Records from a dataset
########################################

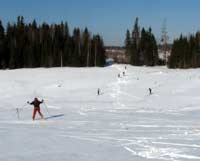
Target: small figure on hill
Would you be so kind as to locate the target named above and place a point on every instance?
(36, 103)
(150, 91)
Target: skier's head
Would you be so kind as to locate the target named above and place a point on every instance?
(36, 99)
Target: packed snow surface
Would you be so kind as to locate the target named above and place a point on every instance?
(123, 123)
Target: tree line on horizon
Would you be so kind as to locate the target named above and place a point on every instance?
(185, 52)
(30, 45)
(141, 47)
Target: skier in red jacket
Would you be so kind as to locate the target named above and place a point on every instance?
(36, 103)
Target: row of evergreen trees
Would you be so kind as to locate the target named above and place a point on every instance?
(29, 45)
(185, 52)
(141, 47)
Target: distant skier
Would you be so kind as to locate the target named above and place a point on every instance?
(150, 91)
(36, 103)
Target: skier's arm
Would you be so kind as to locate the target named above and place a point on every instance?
(30, 103)
(41, 101)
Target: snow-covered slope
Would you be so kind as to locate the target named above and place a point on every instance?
(124, 123)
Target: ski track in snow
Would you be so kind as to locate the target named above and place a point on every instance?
(124, 122)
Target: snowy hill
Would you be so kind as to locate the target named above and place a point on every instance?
(124, 123)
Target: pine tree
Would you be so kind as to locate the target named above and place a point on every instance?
(2, 46)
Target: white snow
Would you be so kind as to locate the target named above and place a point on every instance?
(123, 123)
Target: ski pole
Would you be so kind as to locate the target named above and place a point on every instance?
(46, 108)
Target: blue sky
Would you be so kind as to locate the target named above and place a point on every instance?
(109, 18)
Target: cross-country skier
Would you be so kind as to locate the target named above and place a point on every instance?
(36, 103)
(150, 91)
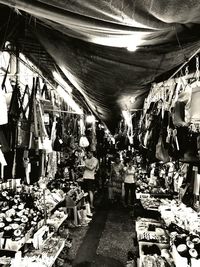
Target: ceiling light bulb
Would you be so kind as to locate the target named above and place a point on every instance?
(69, 100)
(132, 47)
(90, 119)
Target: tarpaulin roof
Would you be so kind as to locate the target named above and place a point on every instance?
(88, 41)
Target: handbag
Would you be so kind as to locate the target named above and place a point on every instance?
(161, 151)
(192, 112)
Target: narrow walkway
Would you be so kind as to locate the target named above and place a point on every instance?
(108, 239)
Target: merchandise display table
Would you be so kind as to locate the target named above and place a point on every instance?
(152, 238)
(73, 200)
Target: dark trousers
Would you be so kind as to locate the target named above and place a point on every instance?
(129, 189)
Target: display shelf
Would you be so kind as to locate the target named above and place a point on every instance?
(56, 222)
(51, 209)
(11, 245)
(48, 254)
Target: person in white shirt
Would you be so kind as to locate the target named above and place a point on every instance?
(129, 182)
(91, 166)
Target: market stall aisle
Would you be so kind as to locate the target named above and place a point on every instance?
(108, 239)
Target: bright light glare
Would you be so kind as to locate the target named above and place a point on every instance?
(66, 97)
(61, 82)
(127, 117)
(90, 119)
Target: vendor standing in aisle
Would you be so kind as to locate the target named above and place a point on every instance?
(130, 182)
(116, 179)
(91, 166)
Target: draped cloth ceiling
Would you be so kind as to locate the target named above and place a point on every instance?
(88, 41)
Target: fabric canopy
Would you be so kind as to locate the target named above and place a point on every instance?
(88, 41)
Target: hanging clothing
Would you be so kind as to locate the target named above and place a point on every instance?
(91, 166)
(117, 177)
(129, 184)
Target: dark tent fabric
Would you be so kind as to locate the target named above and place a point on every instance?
(88, 41)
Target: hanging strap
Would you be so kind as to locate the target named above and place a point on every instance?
(5, 77)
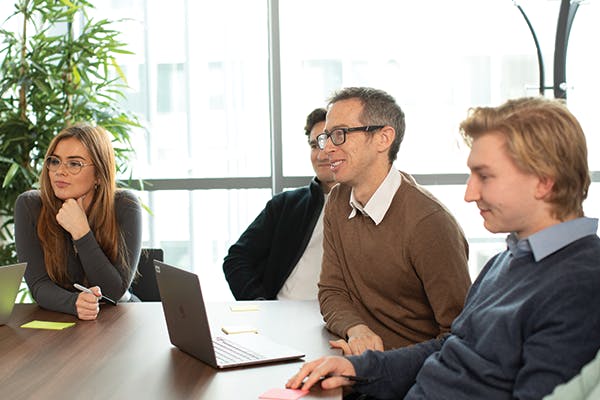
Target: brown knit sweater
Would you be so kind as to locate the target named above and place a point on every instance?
(406, 278)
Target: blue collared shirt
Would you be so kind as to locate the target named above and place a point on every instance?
(552, 239)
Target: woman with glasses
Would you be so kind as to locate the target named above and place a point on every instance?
(78, 228)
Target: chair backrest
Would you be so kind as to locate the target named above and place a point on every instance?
(144, 285)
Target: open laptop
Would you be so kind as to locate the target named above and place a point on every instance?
(189, 329)
(10, 281)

########################################

» **STATED PROBLEM**
Rewrite the lines between the one containing "Target: open laptop" and the end of the entries, inclusive, keeping the requests, with every point coordinate in the answers multiplied by 2.6 and rounded to the nearest whole number, halves up.

» **EXPECTED OUTPUT**
Target: open laptop
Would you be so kind as to locate the target named above and place a point on every instance?
(491, 855)
(26, 731)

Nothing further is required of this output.